| SET EXERCISE |
Update all the records below by replacing "woman's" with "lady's" everywhere it appears, keeping everything else the same. Leave the pictures out of your answer.

| RECORDS FOR THE TASK |
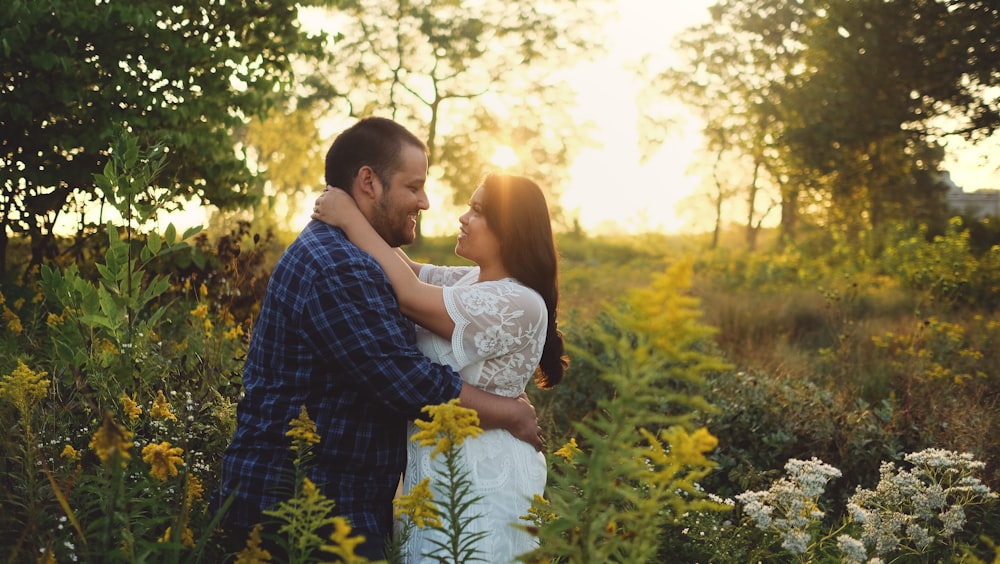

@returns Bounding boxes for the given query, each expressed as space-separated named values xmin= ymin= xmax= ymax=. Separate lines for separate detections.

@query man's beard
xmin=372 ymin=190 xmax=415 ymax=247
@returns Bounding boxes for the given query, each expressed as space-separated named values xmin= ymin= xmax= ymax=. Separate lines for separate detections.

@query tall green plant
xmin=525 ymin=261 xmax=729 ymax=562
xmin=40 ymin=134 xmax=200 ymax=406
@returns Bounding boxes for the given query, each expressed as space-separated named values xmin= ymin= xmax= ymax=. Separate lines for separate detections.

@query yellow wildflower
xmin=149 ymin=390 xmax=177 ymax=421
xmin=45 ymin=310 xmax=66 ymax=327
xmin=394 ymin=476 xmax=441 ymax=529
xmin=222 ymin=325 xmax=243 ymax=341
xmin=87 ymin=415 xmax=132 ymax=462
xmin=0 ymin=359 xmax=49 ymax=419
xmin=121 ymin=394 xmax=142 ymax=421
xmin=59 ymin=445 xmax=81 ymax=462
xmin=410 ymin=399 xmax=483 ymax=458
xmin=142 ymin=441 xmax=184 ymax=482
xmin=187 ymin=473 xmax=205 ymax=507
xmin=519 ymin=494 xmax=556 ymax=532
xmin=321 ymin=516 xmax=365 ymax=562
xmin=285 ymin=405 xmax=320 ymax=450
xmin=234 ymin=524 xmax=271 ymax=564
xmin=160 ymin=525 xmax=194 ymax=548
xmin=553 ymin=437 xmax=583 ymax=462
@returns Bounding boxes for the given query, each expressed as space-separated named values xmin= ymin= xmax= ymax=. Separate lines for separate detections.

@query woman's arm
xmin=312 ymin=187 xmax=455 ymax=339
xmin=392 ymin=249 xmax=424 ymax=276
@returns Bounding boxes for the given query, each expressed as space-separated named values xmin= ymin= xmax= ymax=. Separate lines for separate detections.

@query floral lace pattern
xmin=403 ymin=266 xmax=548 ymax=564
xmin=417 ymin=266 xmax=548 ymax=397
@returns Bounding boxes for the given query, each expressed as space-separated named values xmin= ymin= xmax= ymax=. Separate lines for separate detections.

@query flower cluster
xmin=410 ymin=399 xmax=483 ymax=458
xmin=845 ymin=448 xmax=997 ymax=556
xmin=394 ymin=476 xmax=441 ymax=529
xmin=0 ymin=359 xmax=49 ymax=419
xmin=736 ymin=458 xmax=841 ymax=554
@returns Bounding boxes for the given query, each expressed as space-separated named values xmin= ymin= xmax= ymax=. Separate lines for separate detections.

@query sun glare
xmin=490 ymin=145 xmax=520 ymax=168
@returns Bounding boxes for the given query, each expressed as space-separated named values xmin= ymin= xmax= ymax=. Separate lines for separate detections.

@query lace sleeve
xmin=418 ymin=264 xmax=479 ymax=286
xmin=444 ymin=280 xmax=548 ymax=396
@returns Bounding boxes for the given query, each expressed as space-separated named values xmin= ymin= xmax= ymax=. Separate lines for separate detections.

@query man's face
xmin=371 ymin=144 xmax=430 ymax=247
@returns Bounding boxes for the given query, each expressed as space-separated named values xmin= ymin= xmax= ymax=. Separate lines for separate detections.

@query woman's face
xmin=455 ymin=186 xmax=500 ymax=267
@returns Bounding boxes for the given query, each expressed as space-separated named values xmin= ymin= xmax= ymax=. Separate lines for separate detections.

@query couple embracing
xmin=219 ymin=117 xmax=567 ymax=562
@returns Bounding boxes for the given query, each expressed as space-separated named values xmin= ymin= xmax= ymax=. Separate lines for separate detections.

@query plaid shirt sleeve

| REPLY TO THE EXERCISE |
@returns Bounding boxes for the given query, each expressed as space-separated named values xmin= ymin= xmax= ymax=. Separate lines for separate detections.

@query man's beard
xmin=372 ymin=190 xmax=415 ymax=247
@returns Bounding boxes for the given query, each expressed as space-separated named values xmin= ymin= xmax= ymax=. Separate lines for separate detections.

@query tall green plant
xmin=525 ymin=261 xmax=729 ymax=562
xmin=40 ymin=134 xmax=200 ymax=406
@returns Bounding boxes for the given query, each expressed as space-separated named values xmin= ymin= xmax= ymax=. Separate lines for separate detections.

@query yellow wildflower
xmin=149 ymin=390 xmax=177 ymax=421
xmin=45 ymin=310 xmax=66 ymax=327
xmin=394 ymin=476 xmax=441 ymax=529
xmin=222 ymin=325 xmax=243 ymax=341
xmin=87 ymin=415 xmax=132 ymax=462
xmin=0 ymin=359 xmax=49 ymax=419
xmin=121 ymin=394 xmax=142 ymax=421
xmin=59 ymin=445 xmax=81 ymax=462
xmin=410 ymin=399 xmax=483 ymax=458
xmin=142 ymin=441 xmax=184 ymax=482
xmin=187 ymin=473 xmax=205 ymax=507
xmin=519 ymin=494 xmax=556 ymax=532
xmin=321 ymin=516 xmax=365 ymax=562
xmin=285 ymin=405 xmax=320 ymax=450
xmin=234 ymin=524 xmax=271 ymax=564
xmin=160 ymin=525 xmax=194 ymax=548
xmin=553 ymin=437 xmax=583 ymax=462
@returns Bounding boxes for the given query, each expressed as space-separated named values xmin= ymin= xmax= ymax=. Separate lines for separate detections.

@query lady's arm
xmin=312 ymin=187 xmax=455 ymax=339
xmin=392 ymin=249 xmax=424 ymax=276
@returns Bounding boxes for the given query, each expressed as space-separated named values xmin= ymin= xmax= ymax=. Separate lines for separate detections.

@query floral lace pattern
xmin=403 ymin=266 xmax=548 ymax=564
xmin=417 ymin=266 xmax=548 ymax=397
@returns Bounding boxes for the given query, each expressed as space-separated named values xmin= ymin= xmax= ymax=. Separate lines for separate detections.

@query flower cluster
xmin=410 ymin=399 xmax=483 ymax=458
xmin=845 ymin=448 xmax=997 ymax=556
xmin=394 ymin=476 xmax=441 ymax=529
xmin=0 ymin=359 xmax=49 ymax=419
xmin=736 ymin=458 xmax=841 ymax=554
@returns Bounding boxes for the given query, each expressed as space-separated named values xmin= ymin= xmax= ymax=. Separate lines for separate detections.

@query sun glare
xmin=490 ymin=145 xmax=520 ymax=168
@returns Bounding boxes for the given query, each expressed as space-separated named values xmin= ymin= xmax= ymax=. Separate lines for separate detections.

@query lace sleeve
xmin=418 ymin=264 xmax=479 ymax=286
xmin=444 ymin=280 xmax=548 ymax=396
@returns Bounding boxes for the given query, each expressed as space-separated named values xmin= ymin= xmax= ymax=. Separate lines for separate detections.

@query man's face
xmin=371 ymin=144 xmax=430 ymax=247
@returns Bounding boxes for the given query, each expressed as space-separated named values xmin= ymin= xmax= ymax=. Separate lines for separate detections.

@query lady's face
xmin=455 ymin=186 xmax=500 ymax=267
@returns Bounding boxes for the given query, each expressed as space-separated named values xmin= ymin= xmax= ymax=. Separate lines for separate detections.

@query couple embracing
xmin=219 ymin=117 xmax=567 ymax=562
@returns Bounding boxes for the given query, each expressed as space-separated named values xmin= ymin= xmax= ymax=. Separate lines for separate detections.

@query plaid shirt sleeve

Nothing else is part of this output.